UPDATED April 17, 2018 // CHICAGO — Patients with stage III melanoma may soon have access to yet another immunotherapeutic agent after they undergo surgery. New data from a pivotal phase 3 trial show that patients who received adjuvant pembrolizumab (Keytruda, Merck) were at a 43% reduced risk for recurrence compared to patients who received placebo. These data are expected to lead to approval for this new indication.

Dr Alexander Eggermont AACR
The data come from the KEYNOTE 054/EORTC 1325-MG trial, presented here at the American Association for Cancer Research (AACR) 2018 Annual Meeting and simultaneously published online in the New England Journal of Medicine.
Currently, ipilimumab (Yervoy, Bristol-Myers Squibb) and nivolumab (Opdivo, Bristol-Myers Squibb) are approved for the adjuvant treatment of patients with stage III melanoma.

**Dataset content:**
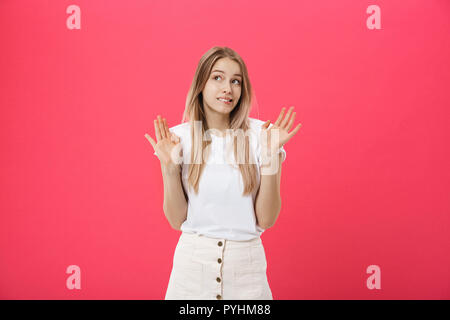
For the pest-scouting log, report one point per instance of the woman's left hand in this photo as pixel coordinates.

**Set of tasks:**
**A)** Return the passage of the melanoma article from "Dr Alexander Eggermont" down to "Journal of Medicine.", copied word for word.
**B)** Write the next part of the article on adjuvant pembrolizumab for stage III melanoma, beginning after its last sentence.

**Answers in order:**
**A)**
Dr Alexander Eggermont AACR
The data come from the KEYNOTE 054/EORTC 1325-MG trial, presented here at the American Association for Cancer Research (AACR) 2018 Annual Meeting and simultaneously published online in the New England Journal of Medicine.

**B)**
"Based on the results of this study, pembrolizumab is expected to receive an approval," said principal investigator Alexander M. M. Eggermont, MD, PhD, director general of Gustave Roussy Cancer Campus Grand Paris in Villejuif, France, at a press conference.
KEYNOTE-054 Study Details
The global study enrolled 1019 patients with stage III melanoma who were at high risk for recurrence after surgical resection.
"Patients with stage III melanoma have metastatic disease in one or more regional lymph nodes," Eggermont explained at a press conference. "A patient's risk of recurrence depends on the number of lymph nodes affected and the tumor load. Those classified as having a high risk of recurrence have one or more regional lymph nodes with melanoma metastasis. In the case of a single lymph node, the diameter must be greater than 1 mm," he said.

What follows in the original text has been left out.